### EXERCISE DETAILS
Could you rewrite the listing as a JSON list of strings, one string per line, from the line that contains "Agricultural drone survey: scan the aerial photo for bare" through the line that contains "165, 78, 200, 136", including both of those lines? Skip any blank lines and leave the pictures out.

----- RECORDS FOR THE TASK -----

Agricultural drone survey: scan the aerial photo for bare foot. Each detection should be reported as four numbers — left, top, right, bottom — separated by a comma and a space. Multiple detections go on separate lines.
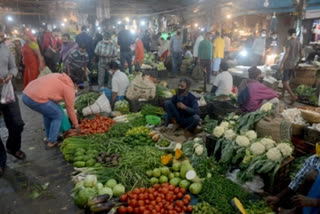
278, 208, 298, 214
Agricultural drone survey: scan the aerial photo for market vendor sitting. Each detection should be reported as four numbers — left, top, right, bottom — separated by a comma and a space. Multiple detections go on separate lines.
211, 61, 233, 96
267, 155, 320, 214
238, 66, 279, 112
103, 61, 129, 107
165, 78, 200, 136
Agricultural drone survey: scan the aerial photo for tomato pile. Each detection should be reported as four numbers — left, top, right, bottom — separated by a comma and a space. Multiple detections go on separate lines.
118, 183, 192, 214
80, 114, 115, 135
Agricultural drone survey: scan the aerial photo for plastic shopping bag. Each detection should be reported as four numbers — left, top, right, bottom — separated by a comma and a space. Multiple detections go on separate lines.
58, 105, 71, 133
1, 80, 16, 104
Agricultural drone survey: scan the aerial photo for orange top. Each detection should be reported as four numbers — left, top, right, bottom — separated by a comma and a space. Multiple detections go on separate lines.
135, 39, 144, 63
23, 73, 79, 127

-----
----- RECORDS FOR THE TASK -----

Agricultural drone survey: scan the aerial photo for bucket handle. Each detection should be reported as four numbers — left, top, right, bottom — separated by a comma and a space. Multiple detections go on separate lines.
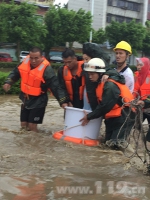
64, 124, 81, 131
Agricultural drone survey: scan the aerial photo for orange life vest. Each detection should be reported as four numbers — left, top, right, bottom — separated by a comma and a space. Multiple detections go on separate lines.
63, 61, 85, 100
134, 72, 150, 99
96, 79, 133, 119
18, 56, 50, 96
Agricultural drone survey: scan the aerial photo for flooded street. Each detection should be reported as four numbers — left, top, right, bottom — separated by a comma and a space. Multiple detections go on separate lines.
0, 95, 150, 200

-----

### SOLUTION TO THIS PROBLEM
[
  "Agricultural drone survey: scan the aerial photo for bare foot. Each detection should be reported as four numbers — left, top, right, bottom — separated by a comma and a space. Multiple detections go on separate lines.",
  "278, 208, 298, 214",
  "Agricultural drone survey: scan the aerial photo for market vendor sitting. Each detection should be reported as four numbers — left, top, right, bottom — separated by a comma and a space. Multiple detections go on separate lines.",
  "211, 61, 233, 96",
  "267, 155, 320, 214",
  "238, 66, 279, 112",
  "103, 61, 129, 107",
  "165, 78, 200, 136"
]